[Records for the exercise]
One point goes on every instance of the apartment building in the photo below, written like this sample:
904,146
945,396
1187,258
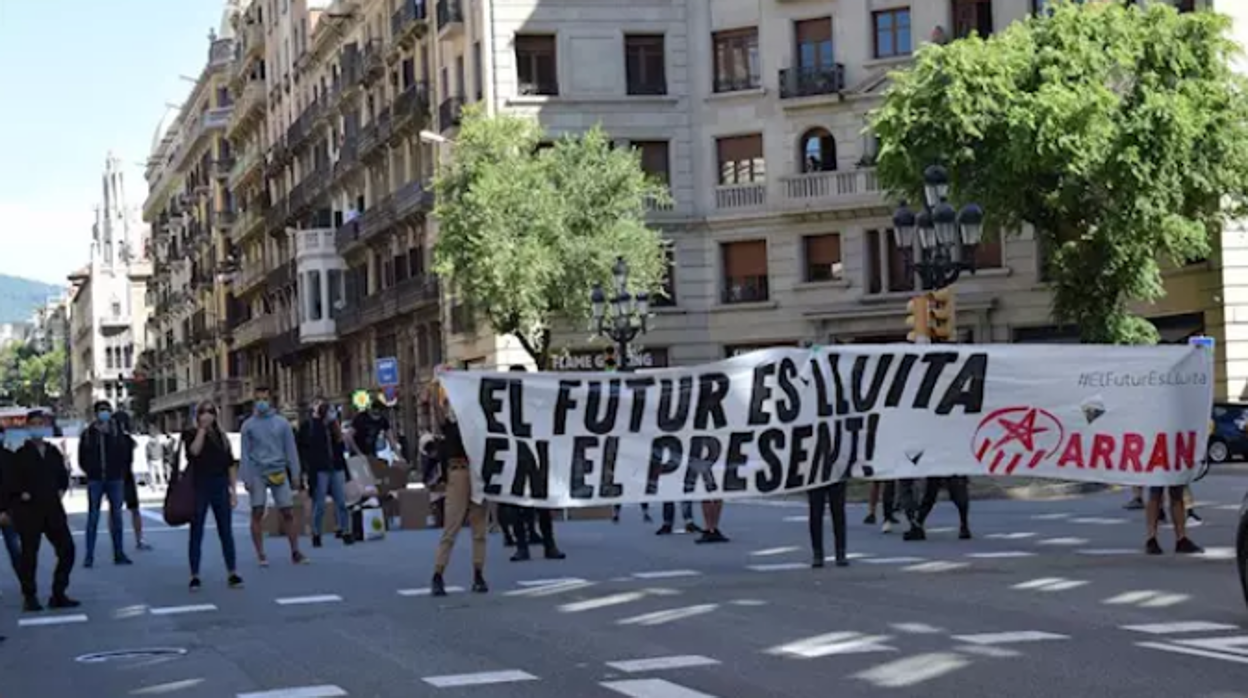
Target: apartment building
192,210
107,302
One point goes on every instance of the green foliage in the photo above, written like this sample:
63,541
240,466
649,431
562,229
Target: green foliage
29,377
526,232
1118,132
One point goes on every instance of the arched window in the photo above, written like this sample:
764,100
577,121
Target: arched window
818,151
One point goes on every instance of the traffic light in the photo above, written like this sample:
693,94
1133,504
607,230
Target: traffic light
944,315
916,319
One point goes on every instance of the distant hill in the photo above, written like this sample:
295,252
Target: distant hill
19,297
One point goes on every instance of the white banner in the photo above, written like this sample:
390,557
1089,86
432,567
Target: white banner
781,421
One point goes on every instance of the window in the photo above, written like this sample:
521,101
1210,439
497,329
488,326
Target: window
814,43
745,271
668,297
536,64
654,159
823,256
736,60
644,64
972,15
818,151
891,33
740,160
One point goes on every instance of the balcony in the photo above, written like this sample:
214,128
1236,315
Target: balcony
451,18
749,195
408,23
830,191
449,113
745,290
811,81
412,200
411,109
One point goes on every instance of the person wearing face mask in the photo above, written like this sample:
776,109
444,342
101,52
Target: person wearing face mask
458,501
31,497
271,466
105,457
321,448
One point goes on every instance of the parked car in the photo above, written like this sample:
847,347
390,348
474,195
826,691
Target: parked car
1229,437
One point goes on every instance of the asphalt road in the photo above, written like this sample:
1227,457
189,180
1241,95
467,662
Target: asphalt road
1051,598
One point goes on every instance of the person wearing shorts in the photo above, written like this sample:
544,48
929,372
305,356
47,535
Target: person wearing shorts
271,468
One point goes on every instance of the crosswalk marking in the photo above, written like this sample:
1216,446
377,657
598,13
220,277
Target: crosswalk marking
301,692
652,688
660,663
181,609
1181,627
479,678
1009,638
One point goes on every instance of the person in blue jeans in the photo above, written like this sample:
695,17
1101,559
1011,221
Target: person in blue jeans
211,468
322,452
106,457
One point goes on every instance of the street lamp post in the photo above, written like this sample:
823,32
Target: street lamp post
628,312
946,237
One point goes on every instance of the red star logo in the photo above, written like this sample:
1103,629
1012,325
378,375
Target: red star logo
1023,431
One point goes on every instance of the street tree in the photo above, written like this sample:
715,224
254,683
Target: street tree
1118,132
526,231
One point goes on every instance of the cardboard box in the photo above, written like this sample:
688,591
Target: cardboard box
413,508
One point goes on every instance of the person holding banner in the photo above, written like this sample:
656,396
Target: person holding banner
458,502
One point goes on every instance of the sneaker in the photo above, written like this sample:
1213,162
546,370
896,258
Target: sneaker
61,601
1184,546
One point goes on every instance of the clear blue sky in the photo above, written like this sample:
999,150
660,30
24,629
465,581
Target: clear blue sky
81,78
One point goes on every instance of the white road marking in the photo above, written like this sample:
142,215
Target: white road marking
1009,638
667,573
659,663
51,621
778,566
308,599
652,688
427,591
479,678
911,671
1181,627
1193,651
181,609
302,692
833,643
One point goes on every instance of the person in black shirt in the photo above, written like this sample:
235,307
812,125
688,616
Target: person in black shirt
31,498
211,467
321,450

[Task details]
An exact copy of the line containing "Target: white road marking" and all lines after it, through the last line of the entries, is the required answer.

[Response below]
Target: white road marking
1009,638
667,573
659,663
51,621
778,566
308,599
652,688
427,591
479,678
911,671
1181,627
1193,651
181,609
302,692
833,643
One point goes on every instance of the person in black shirt in the photo above, written like this sample:
235,307
812,125
688,616
Target: person in black shirt
31,498
211,467
321,450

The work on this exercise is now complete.